WHAT YOU SHOULD DO:
Extract every row below that contains the string "photo", treating uppercase and lowercase as different.

RECORDS PROVIDED:
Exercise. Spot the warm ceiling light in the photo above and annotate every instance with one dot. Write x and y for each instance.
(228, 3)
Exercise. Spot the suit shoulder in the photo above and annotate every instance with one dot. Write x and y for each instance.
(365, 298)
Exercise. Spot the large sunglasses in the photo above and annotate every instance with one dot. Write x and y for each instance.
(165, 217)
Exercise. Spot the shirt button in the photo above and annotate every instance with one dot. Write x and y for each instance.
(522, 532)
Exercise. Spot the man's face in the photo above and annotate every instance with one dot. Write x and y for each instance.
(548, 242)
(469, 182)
==
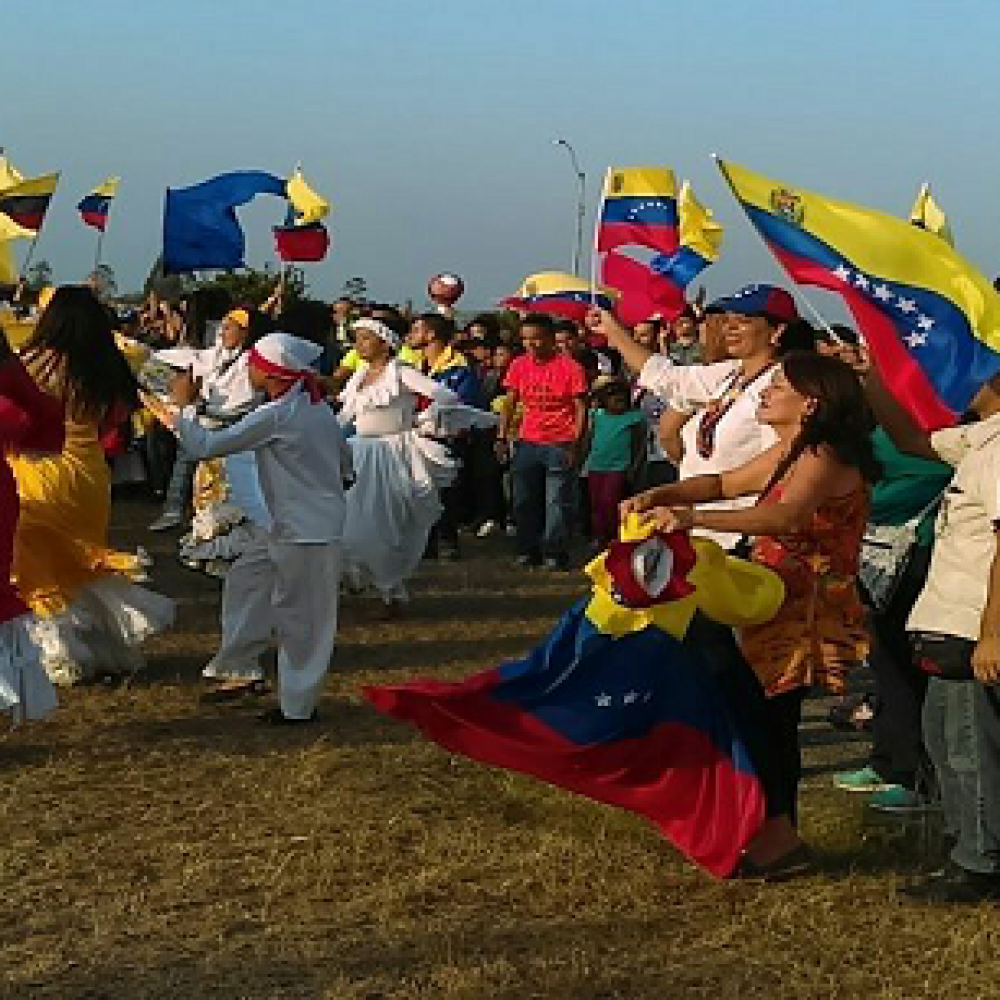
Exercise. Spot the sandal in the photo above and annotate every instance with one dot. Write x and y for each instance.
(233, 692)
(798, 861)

TASK RESULT:
Exercise. Spot the warm ceiling light in the photo above and annotate every instance with one dot. Write x and y for each instance.
Exercise. Spot the suit shoulder in the photo above and annotate every instance with one dot. Write x and y for each instance.
Exercise. Spot the large sunglasses in the photo above and annotate every instance with one dot. Write x and y for each instance.
Exercise. Spot the shirt button in the photo above and annotate every instance with one dot. Write x and y for each instance.
Exercise. Spot the man's face in the photo above and annotate every instance with one dot. Write x and y for each instance.
Exercise. Spot the sandal in the photo above and annotate every instance with one dot. Write x and y for each instance.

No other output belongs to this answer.